======== Source ========

An open letter to Muslim leaders on issuing joint statements and reforming Islam

Muslims gather at London Bridge to show solidarity with the victims of terrorism

Dr Abdul Wahid is the chairman of Hizb ut-Tahrir Britain. You can follow him on Twitter @abdulwahidht 


 

Dr Abdul Wahid writes an open letter to imams, scholars and activists regarding the issuing of reactionary joint statements and how it can propel the reforming Islam agenda.

Respected Ulema, Imams and those active in the Muslim community

As-salâm ‘alaykum wa rahmatuAllâhi wa barakâtuhu

Some weeks ago prominent Imams, scholars and activists signed their name to a letter declining to lead Janazah prayers for those responsible for the London Bridge attacks. At the time, supporters of the letter argued that there was a precedent in the Sunnah where the Messenger of Allah declined in similar circumstances, and that there was value in demonstrating to non-Muslims that Muslims abhor such killings. Others opposed the statement – though also abhorred the killings – having other concerns including the implied acceptance of collective blame.

Now emotions have cooled a little, I would like to share a serious concern that many of us (including some of those who signed the statement) may share.

Islam and ‘Reform’

As more of us become aware of the external pressure to ‘reform’ Islam – i.e. to change this Deen such that it conforms to secular liberal norms and policies of the political establishment, it is interesting to consider how religious reformations have occurred in the past. Orthodoxies were not re-evaluated in a political vacuum. Rather change was encouraged in the context of political pressure. The most famous example in British history is that of Henry VIII when he put pressure on clerics to find a religious solution to his failure to produce a male heir with his first wife, allowing him to remarry. Some of the clerics, faced with political pressure, searched for a legitimate solution within the Papal Law of that time – an annulment. The Pope rejected this – also for political reasons – to avoid a rift with Spain – leading to the wholesale change of the Church in England. In subsequent years, both under Protestant and Catholic monarchs, the opposing factions were pressured to make doctrinal concessions in order to prove their political loyalty, or else face suspicion, persecution or execution.

========

§ **Short exercise 1**: Can you tally how many lines of the listing below contain the word "shirt" and reply with only that number?

======== Dataset extract ========

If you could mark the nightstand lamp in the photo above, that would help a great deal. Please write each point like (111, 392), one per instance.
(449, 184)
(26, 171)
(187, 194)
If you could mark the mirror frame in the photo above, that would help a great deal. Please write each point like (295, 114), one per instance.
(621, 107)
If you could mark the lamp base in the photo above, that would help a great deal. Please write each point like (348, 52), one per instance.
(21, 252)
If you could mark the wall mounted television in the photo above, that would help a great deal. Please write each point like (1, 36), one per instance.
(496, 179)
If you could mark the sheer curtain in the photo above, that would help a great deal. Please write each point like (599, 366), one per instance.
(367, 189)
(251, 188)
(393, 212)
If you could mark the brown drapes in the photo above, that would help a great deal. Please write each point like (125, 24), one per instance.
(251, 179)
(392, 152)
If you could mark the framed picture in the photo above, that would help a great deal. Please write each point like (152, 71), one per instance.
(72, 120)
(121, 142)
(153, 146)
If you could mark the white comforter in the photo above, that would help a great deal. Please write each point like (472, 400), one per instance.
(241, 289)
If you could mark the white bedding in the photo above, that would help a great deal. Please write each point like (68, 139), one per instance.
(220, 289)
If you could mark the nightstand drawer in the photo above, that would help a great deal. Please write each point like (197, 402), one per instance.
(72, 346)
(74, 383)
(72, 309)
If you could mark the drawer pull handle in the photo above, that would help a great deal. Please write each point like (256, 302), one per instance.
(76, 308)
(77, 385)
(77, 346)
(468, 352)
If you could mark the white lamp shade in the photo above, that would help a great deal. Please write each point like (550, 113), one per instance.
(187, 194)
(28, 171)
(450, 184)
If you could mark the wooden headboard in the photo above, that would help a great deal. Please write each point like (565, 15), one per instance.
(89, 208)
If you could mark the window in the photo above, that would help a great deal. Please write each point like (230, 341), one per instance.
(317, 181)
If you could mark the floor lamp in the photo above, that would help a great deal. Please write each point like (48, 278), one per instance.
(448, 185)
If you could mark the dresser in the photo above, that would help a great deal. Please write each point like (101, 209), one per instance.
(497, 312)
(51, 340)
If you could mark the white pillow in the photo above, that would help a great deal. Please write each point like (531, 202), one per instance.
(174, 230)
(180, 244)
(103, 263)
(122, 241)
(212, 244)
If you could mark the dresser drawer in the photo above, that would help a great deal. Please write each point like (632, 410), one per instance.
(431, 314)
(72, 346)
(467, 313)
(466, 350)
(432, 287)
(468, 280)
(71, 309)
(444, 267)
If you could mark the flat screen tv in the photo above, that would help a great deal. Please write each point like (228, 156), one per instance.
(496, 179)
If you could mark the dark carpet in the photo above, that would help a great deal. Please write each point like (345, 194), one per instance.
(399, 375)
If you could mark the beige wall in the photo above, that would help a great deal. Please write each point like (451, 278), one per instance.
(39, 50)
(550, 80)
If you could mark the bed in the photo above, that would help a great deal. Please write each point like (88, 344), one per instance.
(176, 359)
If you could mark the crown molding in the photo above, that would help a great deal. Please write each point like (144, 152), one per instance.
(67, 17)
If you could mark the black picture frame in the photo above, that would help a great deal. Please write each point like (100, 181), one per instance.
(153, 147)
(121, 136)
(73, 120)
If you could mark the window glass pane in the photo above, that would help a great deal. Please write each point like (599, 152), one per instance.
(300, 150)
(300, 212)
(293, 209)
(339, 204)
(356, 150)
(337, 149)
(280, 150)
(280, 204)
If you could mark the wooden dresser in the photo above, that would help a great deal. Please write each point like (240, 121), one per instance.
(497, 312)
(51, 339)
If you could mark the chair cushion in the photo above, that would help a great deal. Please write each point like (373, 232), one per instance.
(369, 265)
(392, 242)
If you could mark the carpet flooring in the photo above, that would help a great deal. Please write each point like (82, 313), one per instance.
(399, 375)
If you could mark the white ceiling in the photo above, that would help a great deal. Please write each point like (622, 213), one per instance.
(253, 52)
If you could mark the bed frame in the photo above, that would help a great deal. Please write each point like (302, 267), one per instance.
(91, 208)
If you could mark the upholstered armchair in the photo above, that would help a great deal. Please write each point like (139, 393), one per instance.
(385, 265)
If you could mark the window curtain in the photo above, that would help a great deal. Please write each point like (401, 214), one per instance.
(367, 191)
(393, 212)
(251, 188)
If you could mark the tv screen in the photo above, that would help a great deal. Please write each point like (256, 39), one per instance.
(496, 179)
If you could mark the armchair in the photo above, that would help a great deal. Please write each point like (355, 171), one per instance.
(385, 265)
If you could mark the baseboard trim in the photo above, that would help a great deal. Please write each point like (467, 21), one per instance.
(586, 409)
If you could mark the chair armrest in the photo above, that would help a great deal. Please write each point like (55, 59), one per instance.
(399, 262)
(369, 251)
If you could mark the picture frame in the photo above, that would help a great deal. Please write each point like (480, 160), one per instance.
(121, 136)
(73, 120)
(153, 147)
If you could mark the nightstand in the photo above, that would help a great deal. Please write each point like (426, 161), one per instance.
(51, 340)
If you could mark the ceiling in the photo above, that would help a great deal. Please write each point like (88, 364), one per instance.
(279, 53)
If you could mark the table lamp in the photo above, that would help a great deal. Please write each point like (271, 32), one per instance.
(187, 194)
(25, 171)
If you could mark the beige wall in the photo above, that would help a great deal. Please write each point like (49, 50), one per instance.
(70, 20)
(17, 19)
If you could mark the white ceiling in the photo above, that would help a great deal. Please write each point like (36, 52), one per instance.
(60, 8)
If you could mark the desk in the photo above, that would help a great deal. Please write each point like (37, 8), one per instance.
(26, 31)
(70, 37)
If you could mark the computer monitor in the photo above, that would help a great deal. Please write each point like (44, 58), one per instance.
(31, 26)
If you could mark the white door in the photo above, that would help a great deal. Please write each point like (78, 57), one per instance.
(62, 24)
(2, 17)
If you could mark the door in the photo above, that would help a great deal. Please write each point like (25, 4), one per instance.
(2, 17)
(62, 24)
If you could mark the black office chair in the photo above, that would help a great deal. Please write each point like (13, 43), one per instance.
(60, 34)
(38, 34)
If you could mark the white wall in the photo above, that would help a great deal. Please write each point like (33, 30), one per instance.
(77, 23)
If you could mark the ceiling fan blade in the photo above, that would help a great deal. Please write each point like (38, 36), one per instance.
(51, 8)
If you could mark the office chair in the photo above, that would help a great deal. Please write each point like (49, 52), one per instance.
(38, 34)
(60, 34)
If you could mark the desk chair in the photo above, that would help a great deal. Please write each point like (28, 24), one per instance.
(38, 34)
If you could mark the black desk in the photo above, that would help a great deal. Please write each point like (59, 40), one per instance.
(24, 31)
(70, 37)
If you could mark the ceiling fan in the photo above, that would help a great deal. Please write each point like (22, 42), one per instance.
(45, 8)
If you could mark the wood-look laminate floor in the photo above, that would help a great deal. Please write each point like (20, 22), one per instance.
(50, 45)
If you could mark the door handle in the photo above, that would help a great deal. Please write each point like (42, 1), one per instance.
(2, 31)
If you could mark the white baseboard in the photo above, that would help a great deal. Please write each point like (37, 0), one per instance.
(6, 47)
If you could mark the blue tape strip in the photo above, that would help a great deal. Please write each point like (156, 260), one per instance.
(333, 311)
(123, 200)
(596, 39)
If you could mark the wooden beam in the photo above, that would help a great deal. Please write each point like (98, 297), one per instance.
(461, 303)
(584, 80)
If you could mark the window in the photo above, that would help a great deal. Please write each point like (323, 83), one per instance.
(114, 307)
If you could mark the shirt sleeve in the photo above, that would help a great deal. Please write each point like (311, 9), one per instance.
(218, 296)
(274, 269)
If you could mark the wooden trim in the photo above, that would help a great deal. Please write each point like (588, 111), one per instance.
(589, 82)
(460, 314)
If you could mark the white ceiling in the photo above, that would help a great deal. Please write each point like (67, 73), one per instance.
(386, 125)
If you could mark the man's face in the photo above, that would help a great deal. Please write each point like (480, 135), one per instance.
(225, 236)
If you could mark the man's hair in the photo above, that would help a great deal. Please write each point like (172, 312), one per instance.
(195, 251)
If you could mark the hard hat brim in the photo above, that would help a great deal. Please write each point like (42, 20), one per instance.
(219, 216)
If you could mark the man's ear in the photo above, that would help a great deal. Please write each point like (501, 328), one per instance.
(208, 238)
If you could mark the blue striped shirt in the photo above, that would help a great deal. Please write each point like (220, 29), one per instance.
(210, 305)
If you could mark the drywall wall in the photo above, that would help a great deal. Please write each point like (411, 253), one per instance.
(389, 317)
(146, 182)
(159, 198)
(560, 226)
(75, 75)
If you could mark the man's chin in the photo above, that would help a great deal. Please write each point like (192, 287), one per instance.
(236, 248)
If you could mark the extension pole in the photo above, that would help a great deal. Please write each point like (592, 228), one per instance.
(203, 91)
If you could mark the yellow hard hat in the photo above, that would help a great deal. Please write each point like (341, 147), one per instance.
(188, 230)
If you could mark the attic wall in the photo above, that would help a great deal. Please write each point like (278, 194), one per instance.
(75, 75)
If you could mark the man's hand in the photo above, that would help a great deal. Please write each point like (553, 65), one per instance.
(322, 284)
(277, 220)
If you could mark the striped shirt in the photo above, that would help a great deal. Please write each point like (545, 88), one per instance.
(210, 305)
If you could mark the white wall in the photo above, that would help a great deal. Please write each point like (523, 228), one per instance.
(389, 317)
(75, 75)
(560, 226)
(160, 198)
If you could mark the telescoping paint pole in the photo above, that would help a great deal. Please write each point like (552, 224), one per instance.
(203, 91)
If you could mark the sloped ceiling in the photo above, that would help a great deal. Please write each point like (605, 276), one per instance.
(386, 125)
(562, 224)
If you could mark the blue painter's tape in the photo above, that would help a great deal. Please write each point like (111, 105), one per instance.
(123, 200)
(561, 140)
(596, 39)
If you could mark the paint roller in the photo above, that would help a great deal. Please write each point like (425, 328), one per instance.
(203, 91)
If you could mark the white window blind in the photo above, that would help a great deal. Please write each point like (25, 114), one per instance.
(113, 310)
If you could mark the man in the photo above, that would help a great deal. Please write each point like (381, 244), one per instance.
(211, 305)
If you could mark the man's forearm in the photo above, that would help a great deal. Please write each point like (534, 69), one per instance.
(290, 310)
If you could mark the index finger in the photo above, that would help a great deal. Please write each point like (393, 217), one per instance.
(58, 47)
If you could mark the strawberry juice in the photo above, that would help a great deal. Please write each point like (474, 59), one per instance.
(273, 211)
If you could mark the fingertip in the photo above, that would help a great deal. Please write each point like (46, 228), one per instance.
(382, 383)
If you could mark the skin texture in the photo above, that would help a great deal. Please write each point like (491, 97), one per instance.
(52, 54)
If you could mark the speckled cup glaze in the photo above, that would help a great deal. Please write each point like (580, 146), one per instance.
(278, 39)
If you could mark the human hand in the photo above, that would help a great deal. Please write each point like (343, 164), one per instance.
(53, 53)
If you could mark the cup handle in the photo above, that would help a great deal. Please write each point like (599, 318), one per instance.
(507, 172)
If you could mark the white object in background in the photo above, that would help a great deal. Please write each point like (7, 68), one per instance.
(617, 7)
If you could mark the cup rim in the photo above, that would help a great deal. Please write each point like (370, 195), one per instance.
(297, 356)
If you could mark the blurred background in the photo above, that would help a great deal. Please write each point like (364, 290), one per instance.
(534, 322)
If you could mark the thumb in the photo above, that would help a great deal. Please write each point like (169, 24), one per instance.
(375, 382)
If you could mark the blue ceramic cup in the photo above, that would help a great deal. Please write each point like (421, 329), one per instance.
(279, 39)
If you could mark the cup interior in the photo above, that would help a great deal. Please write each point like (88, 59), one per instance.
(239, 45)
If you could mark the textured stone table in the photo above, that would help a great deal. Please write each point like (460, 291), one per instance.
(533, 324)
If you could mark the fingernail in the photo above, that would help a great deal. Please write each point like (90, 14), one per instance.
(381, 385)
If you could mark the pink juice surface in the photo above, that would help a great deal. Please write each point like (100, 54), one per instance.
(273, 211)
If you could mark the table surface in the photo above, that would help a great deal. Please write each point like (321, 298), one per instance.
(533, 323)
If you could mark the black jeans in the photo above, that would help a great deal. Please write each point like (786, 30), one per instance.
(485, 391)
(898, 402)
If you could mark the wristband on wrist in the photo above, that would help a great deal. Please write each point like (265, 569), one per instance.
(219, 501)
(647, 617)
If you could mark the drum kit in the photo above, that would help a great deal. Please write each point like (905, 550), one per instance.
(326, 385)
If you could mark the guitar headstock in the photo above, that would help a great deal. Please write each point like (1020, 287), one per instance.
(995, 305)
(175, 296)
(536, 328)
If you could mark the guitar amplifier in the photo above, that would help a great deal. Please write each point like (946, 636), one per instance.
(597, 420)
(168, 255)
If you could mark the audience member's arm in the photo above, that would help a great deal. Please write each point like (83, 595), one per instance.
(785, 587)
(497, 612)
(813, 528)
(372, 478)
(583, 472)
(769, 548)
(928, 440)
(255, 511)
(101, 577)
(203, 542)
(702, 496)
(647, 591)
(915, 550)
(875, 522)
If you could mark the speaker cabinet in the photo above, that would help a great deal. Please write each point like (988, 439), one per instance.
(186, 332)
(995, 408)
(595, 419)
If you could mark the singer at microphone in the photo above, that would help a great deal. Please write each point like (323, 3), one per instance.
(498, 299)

========

§ **Short exercise 2**: Would you retype the open letter above word for word, everything from "Respected Ulema, Imams" down to "of collective blame."?

§ **Written response 1**: 3

§ **Written response 2**:
Respected Ulema, Imams and those active in the Muslim community

As-salâm ‘alaykum wa rahmatuAllâhi wa barakâtuhu

Some weeks ago prominent Imams, scholars and activists signed their name to a letter declining to lead Janazah prayers for those responsible for the London Bridge attacks. At the time, supporters of the letter argued that there was a precedent in the Sunnah where the Messenger of Allah declined in similar circumstances, and that there was value in demonstrating to non-Muslims that Muslims abhor such killings. Others opposed the statement – though also abhorred the killings – having other concerns including the implied acceptance of collective blame.